____ Supplied material
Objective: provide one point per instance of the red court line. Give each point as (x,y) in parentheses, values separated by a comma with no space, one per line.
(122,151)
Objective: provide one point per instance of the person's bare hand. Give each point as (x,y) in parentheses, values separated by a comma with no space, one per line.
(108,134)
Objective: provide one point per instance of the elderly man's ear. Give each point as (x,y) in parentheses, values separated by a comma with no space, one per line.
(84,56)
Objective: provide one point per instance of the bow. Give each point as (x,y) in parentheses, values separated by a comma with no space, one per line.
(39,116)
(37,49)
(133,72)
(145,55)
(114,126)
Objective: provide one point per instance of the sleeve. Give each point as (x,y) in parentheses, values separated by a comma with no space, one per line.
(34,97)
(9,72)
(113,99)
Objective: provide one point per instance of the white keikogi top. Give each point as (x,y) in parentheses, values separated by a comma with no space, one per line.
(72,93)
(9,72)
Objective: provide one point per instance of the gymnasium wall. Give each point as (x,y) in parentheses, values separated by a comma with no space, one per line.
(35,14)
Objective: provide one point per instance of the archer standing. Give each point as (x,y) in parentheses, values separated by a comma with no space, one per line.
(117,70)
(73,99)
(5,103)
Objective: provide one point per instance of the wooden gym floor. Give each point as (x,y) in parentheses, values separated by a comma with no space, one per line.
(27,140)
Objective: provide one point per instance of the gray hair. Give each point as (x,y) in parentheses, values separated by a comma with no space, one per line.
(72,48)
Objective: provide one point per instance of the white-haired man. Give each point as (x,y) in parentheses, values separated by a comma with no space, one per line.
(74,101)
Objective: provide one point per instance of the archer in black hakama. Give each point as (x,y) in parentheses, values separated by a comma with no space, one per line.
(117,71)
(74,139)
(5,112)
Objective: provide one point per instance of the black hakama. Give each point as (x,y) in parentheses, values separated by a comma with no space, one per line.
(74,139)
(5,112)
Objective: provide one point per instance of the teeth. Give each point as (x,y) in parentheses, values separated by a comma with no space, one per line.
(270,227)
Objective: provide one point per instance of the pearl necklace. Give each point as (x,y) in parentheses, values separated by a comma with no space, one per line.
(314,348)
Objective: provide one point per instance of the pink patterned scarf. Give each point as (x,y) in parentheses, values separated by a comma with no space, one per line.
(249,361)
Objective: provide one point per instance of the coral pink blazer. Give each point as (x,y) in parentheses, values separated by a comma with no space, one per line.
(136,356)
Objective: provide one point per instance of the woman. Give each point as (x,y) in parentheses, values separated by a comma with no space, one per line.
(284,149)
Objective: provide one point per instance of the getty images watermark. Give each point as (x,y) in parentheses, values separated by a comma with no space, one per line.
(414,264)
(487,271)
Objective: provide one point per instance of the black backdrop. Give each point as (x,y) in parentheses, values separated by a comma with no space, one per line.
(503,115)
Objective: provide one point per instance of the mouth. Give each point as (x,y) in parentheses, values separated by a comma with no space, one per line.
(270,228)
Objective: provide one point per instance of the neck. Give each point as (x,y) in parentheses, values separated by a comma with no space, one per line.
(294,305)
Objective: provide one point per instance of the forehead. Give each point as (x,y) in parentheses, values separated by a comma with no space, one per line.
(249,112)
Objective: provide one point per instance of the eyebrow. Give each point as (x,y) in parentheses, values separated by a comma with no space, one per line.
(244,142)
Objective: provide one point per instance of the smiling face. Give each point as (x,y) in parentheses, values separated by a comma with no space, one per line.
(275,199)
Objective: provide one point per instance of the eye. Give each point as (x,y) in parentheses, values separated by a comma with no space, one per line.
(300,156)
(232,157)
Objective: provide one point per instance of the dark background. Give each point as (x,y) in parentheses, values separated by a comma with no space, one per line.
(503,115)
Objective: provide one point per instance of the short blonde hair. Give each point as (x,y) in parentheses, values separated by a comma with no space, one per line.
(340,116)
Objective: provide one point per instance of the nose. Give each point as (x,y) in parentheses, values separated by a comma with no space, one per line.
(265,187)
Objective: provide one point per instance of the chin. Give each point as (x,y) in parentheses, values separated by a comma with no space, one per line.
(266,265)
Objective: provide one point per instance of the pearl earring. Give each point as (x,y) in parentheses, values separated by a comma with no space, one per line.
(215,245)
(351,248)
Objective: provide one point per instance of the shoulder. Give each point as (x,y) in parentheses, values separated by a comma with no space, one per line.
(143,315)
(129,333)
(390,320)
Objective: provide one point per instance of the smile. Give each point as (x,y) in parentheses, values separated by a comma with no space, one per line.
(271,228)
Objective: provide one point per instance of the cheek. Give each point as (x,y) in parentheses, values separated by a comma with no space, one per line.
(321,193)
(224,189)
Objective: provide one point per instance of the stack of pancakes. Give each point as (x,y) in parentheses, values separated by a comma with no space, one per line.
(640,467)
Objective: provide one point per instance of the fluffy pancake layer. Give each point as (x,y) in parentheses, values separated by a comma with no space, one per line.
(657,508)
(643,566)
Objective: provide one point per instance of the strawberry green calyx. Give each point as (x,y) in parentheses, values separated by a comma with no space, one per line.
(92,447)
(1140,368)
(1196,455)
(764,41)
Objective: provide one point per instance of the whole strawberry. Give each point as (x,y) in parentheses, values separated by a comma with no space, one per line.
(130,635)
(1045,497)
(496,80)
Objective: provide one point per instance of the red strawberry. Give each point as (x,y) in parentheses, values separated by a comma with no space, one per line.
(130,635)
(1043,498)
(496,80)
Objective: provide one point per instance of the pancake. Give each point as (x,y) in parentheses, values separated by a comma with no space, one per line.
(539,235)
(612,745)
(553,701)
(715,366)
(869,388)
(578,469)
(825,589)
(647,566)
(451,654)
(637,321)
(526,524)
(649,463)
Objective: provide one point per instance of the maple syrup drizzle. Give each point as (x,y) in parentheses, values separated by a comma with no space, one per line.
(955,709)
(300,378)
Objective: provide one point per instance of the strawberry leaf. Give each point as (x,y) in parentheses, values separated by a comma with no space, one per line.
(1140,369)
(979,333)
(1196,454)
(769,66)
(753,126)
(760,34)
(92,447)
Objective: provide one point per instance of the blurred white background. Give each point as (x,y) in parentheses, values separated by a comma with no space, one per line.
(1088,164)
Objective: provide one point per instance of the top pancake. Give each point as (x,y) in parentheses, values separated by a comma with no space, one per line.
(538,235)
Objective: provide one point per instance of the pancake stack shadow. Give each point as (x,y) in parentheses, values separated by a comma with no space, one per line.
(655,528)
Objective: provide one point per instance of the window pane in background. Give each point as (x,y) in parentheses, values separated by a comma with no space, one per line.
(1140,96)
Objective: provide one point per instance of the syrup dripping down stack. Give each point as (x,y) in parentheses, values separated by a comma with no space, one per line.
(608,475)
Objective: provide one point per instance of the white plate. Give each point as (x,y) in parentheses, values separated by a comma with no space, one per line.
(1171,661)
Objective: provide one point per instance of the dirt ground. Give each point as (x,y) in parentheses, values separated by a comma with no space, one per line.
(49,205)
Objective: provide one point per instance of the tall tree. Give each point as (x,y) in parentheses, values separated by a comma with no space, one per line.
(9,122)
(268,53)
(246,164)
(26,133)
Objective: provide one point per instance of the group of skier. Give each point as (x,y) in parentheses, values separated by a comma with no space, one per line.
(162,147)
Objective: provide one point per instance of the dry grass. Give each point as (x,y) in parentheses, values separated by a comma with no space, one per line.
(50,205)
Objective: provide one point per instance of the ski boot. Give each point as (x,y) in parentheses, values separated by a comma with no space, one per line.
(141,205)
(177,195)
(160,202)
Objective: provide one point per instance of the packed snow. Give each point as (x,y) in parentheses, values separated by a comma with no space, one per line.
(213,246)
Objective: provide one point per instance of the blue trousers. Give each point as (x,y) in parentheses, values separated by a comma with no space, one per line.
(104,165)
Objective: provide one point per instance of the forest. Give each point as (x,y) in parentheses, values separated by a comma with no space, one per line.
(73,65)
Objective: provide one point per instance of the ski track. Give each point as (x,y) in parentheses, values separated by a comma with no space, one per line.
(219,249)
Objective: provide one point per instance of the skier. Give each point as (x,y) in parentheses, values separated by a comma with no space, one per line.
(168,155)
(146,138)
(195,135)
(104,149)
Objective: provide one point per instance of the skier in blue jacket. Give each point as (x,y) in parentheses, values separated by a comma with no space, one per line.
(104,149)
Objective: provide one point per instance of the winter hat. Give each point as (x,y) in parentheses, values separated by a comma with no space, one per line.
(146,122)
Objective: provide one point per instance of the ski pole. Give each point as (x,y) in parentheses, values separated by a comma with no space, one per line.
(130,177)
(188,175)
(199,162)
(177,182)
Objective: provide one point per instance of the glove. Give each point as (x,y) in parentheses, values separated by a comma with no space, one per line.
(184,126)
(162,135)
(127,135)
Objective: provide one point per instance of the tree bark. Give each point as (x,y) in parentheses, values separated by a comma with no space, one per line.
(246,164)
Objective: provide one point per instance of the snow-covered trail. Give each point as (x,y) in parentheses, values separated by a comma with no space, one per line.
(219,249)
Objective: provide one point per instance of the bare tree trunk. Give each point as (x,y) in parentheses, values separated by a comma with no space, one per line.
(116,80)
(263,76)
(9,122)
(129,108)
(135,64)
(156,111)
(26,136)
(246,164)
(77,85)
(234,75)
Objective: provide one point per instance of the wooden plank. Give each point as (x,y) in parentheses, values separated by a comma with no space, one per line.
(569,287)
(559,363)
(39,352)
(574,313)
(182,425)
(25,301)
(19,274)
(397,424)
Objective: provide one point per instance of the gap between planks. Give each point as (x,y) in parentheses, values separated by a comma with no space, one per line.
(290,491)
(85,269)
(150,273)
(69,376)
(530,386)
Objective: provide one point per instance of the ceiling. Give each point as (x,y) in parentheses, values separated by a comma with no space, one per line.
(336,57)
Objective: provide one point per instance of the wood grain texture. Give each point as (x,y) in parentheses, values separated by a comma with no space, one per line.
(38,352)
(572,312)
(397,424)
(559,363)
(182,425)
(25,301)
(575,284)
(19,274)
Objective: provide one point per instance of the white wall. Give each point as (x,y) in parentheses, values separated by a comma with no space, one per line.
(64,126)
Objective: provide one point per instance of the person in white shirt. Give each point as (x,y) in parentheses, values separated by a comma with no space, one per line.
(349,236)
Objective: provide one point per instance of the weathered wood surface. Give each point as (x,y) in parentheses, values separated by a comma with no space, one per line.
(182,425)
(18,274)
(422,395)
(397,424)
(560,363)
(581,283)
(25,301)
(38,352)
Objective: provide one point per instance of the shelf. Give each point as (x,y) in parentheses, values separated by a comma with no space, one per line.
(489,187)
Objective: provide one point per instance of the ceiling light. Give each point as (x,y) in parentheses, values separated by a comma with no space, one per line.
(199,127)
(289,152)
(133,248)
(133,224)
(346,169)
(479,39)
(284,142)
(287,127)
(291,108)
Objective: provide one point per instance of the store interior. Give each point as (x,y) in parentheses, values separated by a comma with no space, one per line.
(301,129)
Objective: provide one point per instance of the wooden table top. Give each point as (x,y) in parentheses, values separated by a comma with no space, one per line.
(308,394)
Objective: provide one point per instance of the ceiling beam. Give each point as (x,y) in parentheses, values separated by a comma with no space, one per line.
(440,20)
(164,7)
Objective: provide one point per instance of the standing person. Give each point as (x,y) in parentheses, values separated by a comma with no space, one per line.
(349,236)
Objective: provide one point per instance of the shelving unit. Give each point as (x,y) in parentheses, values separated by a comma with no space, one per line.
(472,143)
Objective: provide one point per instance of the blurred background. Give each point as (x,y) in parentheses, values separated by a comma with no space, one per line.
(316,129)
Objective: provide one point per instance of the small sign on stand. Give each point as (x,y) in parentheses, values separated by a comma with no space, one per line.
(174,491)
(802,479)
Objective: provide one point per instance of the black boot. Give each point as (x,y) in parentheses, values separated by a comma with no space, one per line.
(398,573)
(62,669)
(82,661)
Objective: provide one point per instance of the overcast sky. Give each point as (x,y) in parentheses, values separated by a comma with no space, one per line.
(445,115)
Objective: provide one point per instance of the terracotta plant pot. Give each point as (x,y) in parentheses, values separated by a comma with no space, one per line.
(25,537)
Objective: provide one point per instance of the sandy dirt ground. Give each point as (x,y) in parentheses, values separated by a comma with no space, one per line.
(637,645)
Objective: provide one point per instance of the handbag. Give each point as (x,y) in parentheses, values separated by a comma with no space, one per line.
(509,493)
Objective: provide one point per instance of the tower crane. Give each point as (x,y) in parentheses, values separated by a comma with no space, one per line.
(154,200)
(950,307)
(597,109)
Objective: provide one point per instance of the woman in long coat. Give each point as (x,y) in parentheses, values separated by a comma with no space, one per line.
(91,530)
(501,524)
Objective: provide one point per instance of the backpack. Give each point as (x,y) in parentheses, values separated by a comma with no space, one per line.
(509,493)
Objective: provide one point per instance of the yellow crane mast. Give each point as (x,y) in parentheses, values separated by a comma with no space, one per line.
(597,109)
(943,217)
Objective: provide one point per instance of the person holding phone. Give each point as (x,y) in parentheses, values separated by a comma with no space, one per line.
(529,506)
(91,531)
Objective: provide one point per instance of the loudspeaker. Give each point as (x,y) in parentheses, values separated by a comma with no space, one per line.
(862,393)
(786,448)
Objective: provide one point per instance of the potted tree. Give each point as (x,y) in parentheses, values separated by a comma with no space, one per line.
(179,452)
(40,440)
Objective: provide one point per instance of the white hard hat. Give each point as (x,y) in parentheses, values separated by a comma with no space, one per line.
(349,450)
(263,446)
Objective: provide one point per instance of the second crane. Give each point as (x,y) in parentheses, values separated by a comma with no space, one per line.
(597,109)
________
Quote, without any change, each line from the one that contains "Objective: provide one point per instance of the person holding" through the end of the material.

◆ Exercise answer ◆
Objective: provide one point per instance of the person holding phone. Give each point as (x,y) in parentheses, values separated by a comma with no space, one per line.
(529,506)
(91,531)
Objective: provide one point per instance of the loudspeaker. Give each point as (x,y) in parentheses, values separated by a comma with no space, one per line.
(862,393)
(786,448)
Objective: provide one point per instance of the potted tree. Give each point as (x,y) in parentheses, values separated by a comma with no space, one per line.
(179,452)
(40,440)
Objective: provide one point per instance of the white hard hat. Give each point as (x,y) in parentheses, values separated by a comma with no space, one per line.
(349,450)
(263,446)
Objective: provide one point per instance of the second crane. Give each point as (x,y) in parentheses, values separated by a comma with no space, one per line.
(597,109)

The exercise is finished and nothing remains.